##### Texte retenu

Il faut relire le Projet de Loi no 1 de 1995 et le texte de l’entente entre le PQ, le BQ et l’ADQ, chose que je n’avais pas faite depuis 1995, pour mesurer à quel point le souci de ménager les craintes des premiers et de convaincre les seconds était omniprésent. Et la question des négociations avec le Canada était bien davantage au cœur du projet (les écrits parlent) que celle de l’indépendance dont l’échéance était repoussée dans l’avenir.

On peut reconnaître dans ces deux textes l’influence de Lucien Bouchard et l’on peut mesurer avec le recul du temps combien il était bien davantage motivé par la perspective des négociations que par celle de l’indépendance. En bon négociateur qu’il est, il avait confiance que, dans le cadre d’une négociation, il parviendrait à tirer un lapin de son chapeau et déboucher sur une formule qui serait suffisamment attrayante pour pouvoir emporter l’adhésion des Québécois sans qu’il soit nécessaire d’aller jusqu’à l’indépendance.

Je me souviens d’avoir ressenti un profond malaise en lisant ces textes en 1995. Tout cela nous était présenté comme étant absolument nécessaire pour gagner. Pour ma part, je n’y voyais que de la confusion et la reconnaissance de la faiblesse de notre position, et je me disais que jamais les Québécois n’allaient lire tout cela avant de voter. Je suis d’ailleurs convaincu qu’ils ne l’ont pour la grande majorité jamais fait et qu’ils ont voté selon les trois tendances que j’ai identifiées plus haut.

##########
##### Lignes de données

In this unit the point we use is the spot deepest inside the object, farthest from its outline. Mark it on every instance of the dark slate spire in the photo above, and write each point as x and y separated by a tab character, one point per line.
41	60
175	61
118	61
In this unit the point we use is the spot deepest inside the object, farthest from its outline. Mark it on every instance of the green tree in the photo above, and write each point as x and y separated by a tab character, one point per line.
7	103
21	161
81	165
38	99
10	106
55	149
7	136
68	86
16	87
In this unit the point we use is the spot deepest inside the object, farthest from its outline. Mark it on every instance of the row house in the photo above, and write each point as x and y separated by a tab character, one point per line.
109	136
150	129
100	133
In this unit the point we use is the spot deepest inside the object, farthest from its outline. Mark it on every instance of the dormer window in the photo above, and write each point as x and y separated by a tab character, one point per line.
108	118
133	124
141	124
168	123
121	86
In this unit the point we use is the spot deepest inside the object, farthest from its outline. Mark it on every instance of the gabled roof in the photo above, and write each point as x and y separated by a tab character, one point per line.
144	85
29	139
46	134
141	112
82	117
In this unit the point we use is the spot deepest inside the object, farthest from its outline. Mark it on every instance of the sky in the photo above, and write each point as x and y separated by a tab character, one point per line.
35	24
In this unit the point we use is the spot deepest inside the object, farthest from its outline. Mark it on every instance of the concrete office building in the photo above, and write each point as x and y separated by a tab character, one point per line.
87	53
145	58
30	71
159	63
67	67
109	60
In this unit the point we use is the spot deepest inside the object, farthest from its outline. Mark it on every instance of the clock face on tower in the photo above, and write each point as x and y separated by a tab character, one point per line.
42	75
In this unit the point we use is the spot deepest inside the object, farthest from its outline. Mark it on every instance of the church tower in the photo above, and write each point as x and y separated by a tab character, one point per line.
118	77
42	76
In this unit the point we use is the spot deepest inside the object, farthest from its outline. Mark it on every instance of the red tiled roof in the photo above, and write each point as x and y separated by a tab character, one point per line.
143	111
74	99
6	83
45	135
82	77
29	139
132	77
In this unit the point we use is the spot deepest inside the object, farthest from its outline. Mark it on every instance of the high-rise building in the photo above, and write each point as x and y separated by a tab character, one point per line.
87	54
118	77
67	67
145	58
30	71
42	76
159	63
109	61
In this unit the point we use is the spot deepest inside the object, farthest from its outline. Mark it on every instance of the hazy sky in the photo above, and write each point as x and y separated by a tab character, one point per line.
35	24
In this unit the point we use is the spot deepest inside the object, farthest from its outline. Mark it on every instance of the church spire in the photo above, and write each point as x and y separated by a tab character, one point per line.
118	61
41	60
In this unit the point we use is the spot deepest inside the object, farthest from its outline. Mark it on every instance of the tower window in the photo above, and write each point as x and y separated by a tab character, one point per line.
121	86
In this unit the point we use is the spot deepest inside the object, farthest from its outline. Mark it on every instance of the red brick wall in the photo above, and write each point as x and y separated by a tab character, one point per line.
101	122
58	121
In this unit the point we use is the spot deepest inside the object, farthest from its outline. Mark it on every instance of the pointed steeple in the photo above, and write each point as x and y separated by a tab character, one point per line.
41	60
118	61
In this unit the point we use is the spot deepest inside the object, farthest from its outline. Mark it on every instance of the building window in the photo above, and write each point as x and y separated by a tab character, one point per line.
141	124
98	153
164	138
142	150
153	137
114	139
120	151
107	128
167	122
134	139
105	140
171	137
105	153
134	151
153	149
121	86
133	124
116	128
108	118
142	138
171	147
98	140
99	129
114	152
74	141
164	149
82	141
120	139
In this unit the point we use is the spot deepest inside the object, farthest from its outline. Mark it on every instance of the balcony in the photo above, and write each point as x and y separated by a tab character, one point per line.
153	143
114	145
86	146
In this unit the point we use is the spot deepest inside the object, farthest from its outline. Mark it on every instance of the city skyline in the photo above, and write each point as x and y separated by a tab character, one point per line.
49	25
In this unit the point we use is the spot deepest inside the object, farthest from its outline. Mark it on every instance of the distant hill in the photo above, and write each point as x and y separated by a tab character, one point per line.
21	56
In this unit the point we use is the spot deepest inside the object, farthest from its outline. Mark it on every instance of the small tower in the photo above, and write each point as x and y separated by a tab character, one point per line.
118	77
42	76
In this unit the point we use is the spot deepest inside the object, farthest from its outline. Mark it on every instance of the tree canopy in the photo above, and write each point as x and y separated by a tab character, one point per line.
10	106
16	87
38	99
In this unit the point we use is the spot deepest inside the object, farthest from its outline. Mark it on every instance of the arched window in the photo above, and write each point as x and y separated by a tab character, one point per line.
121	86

##########
##### Lignes de données

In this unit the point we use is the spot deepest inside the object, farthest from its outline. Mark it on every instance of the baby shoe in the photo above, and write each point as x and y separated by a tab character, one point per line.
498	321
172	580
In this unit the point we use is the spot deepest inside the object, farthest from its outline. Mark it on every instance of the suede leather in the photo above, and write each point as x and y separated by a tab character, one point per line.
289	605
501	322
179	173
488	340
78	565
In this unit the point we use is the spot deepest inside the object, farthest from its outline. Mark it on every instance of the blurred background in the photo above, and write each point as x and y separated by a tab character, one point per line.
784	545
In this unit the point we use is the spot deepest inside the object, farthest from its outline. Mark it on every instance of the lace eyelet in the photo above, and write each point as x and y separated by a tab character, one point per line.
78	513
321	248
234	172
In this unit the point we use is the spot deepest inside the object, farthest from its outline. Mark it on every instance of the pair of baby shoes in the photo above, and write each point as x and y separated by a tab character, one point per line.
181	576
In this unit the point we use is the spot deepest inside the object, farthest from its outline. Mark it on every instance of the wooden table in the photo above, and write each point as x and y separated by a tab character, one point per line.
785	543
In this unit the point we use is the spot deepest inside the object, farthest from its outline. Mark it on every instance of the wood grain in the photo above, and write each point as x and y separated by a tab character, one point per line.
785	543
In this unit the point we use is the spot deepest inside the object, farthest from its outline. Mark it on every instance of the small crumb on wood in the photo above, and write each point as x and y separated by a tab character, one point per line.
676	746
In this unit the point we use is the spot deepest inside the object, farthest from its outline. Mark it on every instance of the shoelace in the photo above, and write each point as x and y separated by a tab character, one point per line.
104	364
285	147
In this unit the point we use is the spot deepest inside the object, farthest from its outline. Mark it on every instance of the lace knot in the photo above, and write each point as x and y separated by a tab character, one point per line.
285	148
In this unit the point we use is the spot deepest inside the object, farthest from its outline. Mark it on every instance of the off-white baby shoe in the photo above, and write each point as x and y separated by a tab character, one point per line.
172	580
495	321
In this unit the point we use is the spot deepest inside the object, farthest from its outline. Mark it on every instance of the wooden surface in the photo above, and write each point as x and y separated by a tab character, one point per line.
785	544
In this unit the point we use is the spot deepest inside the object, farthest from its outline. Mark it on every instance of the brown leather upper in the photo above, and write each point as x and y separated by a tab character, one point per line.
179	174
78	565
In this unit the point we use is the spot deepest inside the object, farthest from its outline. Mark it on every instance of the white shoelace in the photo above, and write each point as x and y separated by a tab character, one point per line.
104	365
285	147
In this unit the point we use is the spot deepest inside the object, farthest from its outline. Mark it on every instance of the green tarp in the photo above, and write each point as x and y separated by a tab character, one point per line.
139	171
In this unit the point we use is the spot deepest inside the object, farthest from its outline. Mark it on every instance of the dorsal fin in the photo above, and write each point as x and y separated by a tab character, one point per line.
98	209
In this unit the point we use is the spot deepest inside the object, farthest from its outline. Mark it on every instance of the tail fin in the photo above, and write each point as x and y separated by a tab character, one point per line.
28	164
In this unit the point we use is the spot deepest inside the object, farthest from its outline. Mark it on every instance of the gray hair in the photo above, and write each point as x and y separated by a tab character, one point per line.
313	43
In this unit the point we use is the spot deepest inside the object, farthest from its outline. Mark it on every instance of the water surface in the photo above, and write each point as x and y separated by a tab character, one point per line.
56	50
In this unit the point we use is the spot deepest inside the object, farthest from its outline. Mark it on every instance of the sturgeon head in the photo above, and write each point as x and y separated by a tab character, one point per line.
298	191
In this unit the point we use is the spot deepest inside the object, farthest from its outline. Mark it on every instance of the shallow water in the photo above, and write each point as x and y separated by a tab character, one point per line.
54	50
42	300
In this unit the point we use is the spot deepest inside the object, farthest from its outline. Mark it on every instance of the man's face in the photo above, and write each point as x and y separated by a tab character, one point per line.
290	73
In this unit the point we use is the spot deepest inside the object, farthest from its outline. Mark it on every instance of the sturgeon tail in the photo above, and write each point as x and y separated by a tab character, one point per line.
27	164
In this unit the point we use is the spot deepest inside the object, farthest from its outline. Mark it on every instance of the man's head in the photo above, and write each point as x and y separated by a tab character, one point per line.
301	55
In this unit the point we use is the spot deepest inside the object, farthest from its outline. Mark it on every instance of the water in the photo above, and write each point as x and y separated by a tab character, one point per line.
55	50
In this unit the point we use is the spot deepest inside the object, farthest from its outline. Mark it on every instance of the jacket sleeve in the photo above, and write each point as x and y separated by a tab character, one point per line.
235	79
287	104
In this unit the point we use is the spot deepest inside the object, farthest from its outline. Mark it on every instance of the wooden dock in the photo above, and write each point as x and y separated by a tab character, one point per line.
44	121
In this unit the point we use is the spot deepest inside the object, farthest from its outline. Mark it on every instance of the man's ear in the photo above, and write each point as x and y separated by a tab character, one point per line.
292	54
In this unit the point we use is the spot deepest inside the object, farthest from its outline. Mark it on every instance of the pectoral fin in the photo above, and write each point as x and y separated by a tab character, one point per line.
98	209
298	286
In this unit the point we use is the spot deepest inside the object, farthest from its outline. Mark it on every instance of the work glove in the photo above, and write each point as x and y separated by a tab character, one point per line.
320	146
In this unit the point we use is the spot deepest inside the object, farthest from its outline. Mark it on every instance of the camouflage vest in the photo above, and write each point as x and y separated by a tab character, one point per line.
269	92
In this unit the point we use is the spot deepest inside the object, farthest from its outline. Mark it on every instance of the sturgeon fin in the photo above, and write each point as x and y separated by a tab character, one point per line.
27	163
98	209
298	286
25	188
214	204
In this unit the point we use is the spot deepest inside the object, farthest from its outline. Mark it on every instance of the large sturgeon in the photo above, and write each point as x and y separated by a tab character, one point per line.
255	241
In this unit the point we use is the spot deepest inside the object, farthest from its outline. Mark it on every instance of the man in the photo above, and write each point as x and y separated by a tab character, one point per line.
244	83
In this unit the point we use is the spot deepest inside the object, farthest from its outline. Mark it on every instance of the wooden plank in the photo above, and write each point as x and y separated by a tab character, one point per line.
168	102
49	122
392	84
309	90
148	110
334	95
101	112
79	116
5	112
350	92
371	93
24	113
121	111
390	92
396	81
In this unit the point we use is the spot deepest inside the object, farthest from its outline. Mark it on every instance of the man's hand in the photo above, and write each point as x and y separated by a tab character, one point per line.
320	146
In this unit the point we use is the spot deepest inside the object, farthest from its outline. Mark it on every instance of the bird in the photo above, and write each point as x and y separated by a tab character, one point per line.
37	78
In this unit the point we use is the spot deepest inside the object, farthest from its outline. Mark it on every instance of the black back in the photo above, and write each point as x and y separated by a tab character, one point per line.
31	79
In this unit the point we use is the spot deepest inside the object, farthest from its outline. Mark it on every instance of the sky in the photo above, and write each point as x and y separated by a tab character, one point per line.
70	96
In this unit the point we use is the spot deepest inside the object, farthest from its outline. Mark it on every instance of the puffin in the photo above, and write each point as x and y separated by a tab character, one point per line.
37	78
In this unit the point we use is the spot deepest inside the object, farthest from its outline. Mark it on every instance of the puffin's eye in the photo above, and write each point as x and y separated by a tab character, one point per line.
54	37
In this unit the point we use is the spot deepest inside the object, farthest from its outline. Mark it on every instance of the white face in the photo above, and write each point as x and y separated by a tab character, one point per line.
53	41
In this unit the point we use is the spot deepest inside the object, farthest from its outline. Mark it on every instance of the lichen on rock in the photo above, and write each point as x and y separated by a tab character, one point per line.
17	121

##########
##### Lignes de données

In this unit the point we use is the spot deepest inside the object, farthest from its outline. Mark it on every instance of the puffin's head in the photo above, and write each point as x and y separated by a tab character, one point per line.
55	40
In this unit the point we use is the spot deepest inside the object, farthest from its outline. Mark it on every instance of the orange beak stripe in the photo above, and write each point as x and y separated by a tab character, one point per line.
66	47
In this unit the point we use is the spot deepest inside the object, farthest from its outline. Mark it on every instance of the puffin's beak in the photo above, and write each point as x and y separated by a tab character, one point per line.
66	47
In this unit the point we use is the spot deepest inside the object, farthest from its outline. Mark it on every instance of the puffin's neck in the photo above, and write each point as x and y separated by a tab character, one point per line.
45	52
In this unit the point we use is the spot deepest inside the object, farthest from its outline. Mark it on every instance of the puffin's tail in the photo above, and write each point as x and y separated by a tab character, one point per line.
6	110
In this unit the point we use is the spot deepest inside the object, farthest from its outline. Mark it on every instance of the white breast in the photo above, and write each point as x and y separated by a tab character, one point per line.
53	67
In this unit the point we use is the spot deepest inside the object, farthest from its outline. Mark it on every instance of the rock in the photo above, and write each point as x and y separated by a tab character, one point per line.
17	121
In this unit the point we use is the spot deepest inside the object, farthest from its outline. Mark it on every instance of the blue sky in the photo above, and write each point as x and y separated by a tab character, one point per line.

##########

> [Consigne] Poursuivez le texte sur le projet souverainiste de 1995 après sa dernière phrase. Ces enregistrements n'ont aucun rôle ici.

> [Réponse finale]
La souveraineté-association n’était donc qu’une stratégie pour améliorer la situation des Québécois sans aller jusqu’à l’indépendance. En sommes-nous encore là ? Non.

Je sais que je vais en indisposer un certain nombre en poursuivant sur cette voie, mais ceux-ci devraient voir que le Canada n’aurait aucune obligation de négocier de bonne foi si nous n’empruntions pas la voie référendaire pour parvenir à l’indépendance. C’est un « pensez-y bien ».

Mais en même temps, la séquence des événements est claire. À partir du moment où les Québécois prennent la décision de former un État indépendant, on passe aux négociations sur les modalités de la sécession. Pas sur autre chose.

La conséquence de cette décision est de sonner le glas pour l’option de la souveraineté-association. Plus question de laisser miroiter la perspective d’une association avec le Canada pour attirer les sceptiques à l’indépendance. Ceux qui s’inquiètent de voir disparaître cet argument de vente devraient au contraire se réjouir, parce que cet argument de vente rendait notre option très vulnérable. Il suffisait qu’un politicien du Canada dise « Y’en aura pas d’association ! » ou qu’un Pratte écrive « Comment pouvez-vous être si sûrs que vous parviendrez à la négocier ? » pour que le bel édifice s’écroule.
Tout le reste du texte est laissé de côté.